§ **Exercise prompt**
Copy exactly the lines of the material below, starting with the first and including the line that holds "Thank you for the photo. Could you indicate the iron".

§ **Entries provided**
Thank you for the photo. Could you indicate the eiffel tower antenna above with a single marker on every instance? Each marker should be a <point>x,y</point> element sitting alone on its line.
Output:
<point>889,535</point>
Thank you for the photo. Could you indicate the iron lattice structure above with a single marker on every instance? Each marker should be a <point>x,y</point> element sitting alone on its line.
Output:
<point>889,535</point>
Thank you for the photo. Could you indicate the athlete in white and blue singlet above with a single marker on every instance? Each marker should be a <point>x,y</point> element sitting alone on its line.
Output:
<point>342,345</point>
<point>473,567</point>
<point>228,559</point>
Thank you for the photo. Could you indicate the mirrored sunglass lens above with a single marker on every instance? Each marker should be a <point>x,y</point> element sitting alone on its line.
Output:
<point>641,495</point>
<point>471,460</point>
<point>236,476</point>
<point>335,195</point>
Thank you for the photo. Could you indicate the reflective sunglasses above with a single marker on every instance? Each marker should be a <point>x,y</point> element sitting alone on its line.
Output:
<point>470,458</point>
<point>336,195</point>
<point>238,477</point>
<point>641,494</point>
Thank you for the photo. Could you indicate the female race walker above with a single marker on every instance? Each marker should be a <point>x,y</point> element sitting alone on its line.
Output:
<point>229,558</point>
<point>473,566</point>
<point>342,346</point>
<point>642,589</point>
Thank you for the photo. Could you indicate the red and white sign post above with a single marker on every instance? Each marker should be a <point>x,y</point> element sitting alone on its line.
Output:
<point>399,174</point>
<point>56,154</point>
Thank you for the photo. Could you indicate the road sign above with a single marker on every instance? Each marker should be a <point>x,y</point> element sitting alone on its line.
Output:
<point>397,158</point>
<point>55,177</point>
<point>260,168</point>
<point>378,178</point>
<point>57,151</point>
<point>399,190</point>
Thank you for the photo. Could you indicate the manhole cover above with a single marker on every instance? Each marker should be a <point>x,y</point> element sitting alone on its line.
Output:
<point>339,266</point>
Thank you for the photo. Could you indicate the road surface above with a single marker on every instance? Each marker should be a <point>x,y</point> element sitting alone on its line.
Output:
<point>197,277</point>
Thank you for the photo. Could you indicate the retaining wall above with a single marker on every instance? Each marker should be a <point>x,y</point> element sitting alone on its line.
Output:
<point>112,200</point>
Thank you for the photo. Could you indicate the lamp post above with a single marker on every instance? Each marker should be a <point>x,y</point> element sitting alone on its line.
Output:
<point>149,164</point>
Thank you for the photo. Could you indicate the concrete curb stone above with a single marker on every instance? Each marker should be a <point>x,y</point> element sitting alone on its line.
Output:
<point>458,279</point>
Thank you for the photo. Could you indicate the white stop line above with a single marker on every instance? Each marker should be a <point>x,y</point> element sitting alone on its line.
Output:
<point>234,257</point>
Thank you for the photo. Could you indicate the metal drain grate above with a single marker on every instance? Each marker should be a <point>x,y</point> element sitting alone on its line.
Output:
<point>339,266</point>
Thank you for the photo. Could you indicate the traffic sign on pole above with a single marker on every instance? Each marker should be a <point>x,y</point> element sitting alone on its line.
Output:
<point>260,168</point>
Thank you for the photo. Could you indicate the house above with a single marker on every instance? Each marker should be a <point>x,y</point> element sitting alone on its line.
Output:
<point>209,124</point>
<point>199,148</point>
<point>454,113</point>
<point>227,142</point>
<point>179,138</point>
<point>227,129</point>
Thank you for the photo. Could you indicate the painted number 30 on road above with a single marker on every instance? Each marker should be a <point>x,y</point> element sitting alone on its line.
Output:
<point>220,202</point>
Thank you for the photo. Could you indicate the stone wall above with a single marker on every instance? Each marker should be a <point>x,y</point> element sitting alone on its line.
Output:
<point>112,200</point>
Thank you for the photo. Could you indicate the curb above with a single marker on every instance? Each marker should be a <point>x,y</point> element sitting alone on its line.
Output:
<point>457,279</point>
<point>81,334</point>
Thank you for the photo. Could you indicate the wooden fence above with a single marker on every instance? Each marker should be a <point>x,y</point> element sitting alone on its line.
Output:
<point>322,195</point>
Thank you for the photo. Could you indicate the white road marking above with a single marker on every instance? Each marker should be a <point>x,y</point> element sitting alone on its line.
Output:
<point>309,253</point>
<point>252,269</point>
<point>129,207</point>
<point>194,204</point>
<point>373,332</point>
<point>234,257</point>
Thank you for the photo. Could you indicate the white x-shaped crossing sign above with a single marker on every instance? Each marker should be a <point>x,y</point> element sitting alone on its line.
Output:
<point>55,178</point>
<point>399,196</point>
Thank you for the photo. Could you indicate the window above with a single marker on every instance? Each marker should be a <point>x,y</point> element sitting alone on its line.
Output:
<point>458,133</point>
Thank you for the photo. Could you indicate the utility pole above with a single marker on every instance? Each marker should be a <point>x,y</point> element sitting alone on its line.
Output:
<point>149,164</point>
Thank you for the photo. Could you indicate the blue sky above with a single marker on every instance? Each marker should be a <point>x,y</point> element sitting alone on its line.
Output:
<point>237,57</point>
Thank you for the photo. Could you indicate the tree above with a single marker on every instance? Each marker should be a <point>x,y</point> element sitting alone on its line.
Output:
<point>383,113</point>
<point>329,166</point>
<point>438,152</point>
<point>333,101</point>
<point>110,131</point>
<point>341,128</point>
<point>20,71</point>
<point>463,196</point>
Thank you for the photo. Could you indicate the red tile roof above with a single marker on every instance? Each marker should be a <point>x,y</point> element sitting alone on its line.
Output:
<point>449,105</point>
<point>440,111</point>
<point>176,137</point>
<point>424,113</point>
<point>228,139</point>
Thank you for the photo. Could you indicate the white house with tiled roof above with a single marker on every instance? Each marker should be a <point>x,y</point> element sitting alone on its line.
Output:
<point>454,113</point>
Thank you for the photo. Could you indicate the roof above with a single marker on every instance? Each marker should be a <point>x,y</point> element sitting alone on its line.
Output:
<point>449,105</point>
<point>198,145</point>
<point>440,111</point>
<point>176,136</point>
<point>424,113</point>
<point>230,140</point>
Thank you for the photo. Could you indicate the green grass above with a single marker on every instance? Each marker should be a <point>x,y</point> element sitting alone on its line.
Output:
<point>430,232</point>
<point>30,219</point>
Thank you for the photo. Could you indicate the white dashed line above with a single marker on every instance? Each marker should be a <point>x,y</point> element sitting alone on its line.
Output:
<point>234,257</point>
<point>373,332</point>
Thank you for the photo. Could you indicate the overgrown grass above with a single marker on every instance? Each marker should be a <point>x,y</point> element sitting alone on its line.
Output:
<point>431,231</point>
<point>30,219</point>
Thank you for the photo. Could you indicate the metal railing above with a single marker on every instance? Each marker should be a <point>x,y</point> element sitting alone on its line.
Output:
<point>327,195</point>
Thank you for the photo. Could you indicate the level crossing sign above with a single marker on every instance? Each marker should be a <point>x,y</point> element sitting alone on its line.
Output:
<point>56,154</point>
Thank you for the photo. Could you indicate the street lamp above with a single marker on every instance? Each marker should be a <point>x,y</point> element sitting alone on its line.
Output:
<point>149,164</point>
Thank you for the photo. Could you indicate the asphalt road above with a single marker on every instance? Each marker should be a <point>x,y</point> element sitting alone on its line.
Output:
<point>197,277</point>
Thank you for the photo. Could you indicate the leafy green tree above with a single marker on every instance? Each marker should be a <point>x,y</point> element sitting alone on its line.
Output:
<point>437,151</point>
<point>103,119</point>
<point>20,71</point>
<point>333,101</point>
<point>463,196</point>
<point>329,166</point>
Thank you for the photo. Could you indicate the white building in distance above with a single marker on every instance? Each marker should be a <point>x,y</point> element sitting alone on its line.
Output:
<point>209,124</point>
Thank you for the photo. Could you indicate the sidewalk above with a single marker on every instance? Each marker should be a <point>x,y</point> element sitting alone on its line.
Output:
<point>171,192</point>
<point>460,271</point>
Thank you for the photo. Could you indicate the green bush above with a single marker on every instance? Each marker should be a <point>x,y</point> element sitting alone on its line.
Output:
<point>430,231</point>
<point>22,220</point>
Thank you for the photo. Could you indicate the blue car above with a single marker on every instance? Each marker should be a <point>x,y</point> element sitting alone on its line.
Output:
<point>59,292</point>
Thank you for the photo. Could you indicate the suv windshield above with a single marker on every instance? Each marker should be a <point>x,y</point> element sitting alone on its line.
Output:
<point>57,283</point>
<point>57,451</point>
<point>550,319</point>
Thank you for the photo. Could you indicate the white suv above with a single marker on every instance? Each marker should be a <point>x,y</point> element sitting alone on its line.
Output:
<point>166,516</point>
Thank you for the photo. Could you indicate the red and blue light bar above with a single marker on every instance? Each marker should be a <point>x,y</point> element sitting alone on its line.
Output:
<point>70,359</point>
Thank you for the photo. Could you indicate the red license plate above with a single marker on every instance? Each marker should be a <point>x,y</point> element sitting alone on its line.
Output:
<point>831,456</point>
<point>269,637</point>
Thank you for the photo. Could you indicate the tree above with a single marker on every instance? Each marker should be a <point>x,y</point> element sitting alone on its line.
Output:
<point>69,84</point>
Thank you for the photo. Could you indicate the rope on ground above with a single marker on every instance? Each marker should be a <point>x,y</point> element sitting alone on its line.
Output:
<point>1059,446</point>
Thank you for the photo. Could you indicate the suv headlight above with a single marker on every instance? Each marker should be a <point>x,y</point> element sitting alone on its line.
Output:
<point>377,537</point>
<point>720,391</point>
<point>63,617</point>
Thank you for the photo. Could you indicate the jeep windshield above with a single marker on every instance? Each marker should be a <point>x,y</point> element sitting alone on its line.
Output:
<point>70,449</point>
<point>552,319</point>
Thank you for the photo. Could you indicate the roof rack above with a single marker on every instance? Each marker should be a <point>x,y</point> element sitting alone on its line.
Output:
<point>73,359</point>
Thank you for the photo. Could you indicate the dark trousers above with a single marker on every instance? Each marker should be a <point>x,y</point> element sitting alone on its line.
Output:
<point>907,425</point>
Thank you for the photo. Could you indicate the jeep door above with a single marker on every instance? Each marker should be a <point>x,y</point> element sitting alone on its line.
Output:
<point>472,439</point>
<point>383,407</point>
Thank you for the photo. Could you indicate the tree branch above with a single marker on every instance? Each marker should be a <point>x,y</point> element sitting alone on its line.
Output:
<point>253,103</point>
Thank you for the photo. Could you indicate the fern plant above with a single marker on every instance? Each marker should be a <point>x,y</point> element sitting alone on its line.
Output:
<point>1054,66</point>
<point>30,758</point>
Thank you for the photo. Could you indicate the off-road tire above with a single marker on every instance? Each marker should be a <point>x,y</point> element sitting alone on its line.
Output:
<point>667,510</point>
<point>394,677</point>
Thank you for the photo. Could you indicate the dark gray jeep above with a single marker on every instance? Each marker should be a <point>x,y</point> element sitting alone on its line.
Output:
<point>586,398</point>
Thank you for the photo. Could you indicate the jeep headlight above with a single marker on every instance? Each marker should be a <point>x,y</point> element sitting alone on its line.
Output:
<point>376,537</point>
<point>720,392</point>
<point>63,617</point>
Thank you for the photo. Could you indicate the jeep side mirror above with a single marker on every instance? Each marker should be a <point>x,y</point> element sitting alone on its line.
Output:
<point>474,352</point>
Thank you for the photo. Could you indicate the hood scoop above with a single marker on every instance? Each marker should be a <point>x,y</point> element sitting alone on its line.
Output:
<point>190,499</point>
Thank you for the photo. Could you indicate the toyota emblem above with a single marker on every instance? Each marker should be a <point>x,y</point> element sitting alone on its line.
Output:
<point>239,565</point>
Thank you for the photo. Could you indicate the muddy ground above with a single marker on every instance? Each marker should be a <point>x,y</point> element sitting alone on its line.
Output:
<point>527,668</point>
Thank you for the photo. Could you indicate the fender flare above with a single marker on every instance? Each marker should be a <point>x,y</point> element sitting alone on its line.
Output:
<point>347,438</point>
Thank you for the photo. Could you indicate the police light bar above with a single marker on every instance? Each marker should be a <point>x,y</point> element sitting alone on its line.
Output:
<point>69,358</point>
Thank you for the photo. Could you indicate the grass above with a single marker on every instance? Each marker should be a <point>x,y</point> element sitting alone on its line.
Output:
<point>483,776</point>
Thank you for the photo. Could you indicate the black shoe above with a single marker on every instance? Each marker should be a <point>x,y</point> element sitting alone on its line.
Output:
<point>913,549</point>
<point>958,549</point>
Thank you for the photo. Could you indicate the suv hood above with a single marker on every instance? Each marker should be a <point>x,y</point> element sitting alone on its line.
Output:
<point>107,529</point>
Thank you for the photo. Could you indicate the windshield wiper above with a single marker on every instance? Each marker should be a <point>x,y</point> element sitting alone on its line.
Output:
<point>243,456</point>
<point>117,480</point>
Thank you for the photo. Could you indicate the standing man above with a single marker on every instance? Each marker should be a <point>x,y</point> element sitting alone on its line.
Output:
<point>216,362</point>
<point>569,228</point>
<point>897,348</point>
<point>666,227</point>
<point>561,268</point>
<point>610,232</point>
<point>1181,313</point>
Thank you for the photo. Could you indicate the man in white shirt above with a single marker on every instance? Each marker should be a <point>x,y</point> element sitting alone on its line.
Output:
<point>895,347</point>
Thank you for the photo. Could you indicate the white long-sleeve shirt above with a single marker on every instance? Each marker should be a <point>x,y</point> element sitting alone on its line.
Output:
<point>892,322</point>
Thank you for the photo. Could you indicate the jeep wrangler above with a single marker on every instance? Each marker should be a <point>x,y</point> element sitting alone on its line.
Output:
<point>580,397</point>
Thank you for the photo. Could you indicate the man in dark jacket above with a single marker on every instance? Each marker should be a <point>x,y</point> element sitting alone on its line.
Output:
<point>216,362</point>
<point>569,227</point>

§ **Answer box**
Thank you for the photo. Could you indicate the eiffel tower antenna above with a single marker on every instance? Each marker should be a <point>x,y</point> element sitting alone on its line.
Output:
<point>889,535</point>
Thank you for the photo. Could you indicate the iron lattice structure above with a single marker on every instance? Each marker should be a <point>x,y</point> element sitting alone on its line.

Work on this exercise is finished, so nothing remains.